▶ **Data entries**
= = =
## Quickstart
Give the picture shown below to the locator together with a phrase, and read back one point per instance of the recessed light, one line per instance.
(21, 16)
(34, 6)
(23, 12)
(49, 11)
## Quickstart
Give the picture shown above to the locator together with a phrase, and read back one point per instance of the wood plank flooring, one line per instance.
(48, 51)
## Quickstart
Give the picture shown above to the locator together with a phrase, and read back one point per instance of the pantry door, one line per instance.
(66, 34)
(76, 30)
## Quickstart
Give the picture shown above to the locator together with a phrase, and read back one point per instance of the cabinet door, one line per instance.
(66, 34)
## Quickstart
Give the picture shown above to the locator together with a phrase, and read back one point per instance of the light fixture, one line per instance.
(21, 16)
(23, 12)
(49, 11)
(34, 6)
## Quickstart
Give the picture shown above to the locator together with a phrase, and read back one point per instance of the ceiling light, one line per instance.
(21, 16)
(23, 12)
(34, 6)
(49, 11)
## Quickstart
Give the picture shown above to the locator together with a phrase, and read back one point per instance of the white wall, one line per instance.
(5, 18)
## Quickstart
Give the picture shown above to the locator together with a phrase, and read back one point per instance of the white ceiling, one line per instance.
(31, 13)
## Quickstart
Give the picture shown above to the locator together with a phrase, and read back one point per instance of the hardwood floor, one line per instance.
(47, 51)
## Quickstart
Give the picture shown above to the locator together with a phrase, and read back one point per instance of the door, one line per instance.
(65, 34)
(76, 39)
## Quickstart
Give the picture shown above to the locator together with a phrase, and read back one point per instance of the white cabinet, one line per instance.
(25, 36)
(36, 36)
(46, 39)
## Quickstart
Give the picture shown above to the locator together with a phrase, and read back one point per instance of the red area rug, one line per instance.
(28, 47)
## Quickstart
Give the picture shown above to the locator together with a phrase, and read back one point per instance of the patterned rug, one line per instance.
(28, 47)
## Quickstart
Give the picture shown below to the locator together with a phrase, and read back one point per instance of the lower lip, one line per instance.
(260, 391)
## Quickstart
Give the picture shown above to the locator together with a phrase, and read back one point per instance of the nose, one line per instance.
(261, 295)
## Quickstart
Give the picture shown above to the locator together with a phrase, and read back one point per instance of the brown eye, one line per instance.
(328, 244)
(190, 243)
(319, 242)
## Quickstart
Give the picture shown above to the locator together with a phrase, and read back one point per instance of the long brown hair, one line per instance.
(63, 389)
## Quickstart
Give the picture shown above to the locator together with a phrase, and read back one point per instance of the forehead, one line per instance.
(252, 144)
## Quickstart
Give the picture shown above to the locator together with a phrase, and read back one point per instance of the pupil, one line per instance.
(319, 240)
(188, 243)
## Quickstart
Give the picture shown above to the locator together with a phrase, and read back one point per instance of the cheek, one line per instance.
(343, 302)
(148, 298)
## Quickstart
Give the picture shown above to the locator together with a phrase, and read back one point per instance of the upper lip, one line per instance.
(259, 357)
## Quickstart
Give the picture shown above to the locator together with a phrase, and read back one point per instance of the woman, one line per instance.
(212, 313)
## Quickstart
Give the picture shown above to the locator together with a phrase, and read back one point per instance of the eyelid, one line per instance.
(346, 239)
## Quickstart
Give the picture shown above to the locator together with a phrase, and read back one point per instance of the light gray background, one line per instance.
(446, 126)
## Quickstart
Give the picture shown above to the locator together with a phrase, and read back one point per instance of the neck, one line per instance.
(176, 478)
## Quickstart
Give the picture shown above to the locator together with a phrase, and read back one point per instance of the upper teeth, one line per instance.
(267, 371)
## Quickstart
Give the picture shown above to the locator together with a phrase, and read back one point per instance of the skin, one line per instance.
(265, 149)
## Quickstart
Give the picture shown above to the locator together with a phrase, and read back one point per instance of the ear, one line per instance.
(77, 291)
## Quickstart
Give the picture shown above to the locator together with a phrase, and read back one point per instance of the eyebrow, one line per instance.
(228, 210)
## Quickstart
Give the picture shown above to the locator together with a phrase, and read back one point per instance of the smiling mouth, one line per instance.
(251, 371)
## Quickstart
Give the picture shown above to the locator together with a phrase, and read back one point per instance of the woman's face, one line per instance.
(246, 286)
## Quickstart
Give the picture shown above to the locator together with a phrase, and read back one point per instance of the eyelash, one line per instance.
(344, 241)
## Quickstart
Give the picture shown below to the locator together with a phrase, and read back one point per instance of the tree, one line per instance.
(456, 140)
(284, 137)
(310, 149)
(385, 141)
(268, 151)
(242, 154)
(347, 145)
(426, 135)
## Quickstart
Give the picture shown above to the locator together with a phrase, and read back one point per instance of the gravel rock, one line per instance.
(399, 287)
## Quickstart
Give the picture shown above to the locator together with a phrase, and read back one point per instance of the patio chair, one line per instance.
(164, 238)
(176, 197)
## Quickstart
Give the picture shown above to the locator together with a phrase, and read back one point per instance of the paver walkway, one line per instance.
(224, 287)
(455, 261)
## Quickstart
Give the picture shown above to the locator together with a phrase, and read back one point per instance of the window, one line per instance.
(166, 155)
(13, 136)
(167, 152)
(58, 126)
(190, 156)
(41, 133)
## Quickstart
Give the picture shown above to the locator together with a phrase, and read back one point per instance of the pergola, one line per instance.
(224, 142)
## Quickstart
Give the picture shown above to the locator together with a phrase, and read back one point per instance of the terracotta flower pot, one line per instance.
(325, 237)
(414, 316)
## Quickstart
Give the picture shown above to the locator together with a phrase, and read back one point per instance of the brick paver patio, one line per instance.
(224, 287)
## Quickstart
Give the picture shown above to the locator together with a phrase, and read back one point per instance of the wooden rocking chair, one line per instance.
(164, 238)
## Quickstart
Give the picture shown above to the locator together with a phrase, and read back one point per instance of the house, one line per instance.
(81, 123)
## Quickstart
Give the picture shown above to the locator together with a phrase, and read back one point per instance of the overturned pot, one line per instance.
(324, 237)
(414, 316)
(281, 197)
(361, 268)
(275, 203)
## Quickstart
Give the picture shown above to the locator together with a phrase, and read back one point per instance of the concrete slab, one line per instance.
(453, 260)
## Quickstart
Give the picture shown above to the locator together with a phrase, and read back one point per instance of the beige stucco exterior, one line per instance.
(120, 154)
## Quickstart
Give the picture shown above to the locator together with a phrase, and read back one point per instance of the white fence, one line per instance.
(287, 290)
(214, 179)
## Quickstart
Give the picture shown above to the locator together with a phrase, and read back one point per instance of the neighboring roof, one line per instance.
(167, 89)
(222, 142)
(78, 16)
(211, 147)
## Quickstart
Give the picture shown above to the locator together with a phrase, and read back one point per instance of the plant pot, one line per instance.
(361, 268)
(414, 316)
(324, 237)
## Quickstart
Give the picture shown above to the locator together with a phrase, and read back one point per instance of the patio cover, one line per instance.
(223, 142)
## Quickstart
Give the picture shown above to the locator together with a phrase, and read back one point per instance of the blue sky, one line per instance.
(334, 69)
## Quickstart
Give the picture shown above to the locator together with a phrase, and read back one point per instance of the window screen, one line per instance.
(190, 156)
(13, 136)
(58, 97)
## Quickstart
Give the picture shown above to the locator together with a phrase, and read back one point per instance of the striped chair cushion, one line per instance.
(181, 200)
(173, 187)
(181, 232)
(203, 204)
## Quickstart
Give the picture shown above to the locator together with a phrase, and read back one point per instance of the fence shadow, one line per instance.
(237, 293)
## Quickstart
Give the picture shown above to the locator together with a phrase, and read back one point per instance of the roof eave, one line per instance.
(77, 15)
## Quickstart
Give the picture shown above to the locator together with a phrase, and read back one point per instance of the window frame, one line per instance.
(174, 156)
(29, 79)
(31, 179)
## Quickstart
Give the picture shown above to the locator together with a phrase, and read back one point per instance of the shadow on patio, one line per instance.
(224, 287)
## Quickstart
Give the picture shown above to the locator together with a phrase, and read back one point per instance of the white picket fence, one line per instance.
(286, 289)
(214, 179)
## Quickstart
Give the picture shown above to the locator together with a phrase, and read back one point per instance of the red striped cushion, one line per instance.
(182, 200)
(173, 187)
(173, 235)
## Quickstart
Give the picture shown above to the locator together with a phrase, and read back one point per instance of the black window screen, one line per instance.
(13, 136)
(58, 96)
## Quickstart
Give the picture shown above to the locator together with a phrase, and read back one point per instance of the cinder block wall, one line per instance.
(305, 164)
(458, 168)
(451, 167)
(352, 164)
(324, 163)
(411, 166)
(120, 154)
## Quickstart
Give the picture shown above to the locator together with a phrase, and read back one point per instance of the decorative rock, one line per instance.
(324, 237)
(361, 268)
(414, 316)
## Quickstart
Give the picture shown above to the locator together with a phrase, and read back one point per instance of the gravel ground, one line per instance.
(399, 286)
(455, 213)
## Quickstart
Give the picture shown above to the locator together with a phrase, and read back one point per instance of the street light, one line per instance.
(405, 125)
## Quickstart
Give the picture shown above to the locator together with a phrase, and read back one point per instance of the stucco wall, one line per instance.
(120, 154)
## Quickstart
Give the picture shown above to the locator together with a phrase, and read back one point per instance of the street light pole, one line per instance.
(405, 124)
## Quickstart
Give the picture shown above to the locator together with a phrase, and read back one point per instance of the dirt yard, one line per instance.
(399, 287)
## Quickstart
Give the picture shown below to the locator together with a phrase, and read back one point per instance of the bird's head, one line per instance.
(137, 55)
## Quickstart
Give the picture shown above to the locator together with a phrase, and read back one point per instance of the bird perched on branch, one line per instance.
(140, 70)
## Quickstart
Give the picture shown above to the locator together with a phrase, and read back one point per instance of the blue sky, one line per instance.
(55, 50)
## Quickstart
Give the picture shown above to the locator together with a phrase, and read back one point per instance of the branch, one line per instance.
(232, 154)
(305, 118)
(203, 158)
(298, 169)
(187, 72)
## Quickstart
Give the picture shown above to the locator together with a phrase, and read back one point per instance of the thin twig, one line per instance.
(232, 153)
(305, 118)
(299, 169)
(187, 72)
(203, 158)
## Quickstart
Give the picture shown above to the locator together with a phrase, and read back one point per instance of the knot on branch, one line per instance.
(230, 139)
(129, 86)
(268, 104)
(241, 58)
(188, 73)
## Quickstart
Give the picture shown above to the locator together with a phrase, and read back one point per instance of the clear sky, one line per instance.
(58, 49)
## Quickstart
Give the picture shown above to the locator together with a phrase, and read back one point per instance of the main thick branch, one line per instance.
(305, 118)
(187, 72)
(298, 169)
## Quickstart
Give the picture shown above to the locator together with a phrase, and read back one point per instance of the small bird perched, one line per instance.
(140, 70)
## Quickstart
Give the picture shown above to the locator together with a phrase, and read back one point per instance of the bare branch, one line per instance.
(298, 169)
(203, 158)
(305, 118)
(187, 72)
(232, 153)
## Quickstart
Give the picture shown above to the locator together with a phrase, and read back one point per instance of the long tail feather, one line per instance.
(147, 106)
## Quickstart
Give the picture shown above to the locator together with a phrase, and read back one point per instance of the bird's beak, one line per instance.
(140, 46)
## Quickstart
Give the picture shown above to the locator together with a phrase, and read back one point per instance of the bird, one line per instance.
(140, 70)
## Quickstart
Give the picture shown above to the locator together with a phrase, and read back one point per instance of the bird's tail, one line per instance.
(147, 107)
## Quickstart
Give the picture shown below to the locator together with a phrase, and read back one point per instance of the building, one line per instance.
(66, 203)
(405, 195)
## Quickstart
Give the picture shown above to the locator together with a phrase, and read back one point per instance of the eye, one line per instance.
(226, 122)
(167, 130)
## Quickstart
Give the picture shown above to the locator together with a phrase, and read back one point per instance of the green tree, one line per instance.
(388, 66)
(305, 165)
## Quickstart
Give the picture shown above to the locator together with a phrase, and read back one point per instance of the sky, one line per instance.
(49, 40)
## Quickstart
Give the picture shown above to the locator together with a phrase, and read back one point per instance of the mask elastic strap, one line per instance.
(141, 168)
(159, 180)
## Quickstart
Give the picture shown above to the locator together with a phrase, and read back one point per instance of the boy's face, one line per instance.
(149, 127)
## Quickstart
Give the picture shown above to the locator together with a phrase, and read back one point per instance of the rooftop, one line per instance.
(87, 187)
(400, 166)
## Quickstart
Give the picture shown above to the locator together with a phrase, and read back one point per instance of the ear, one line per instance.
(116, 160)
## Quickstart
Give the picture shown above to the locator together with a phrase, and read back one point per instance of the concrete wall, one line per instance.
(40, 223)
= = =
▶ **Task requirements**
Filter the material above so that only the lines containing the string "brown" remain, and copy each of those lines unchanged.

▶ **Answer to this exercise**
Give the picture shown above to the locator together with a phrase, and read back one point per instance of the brown eye, one line per instance.
Give the picture shown above to the locator together with a phrase, and read back one point per instance of the long brown hair, one line per instance.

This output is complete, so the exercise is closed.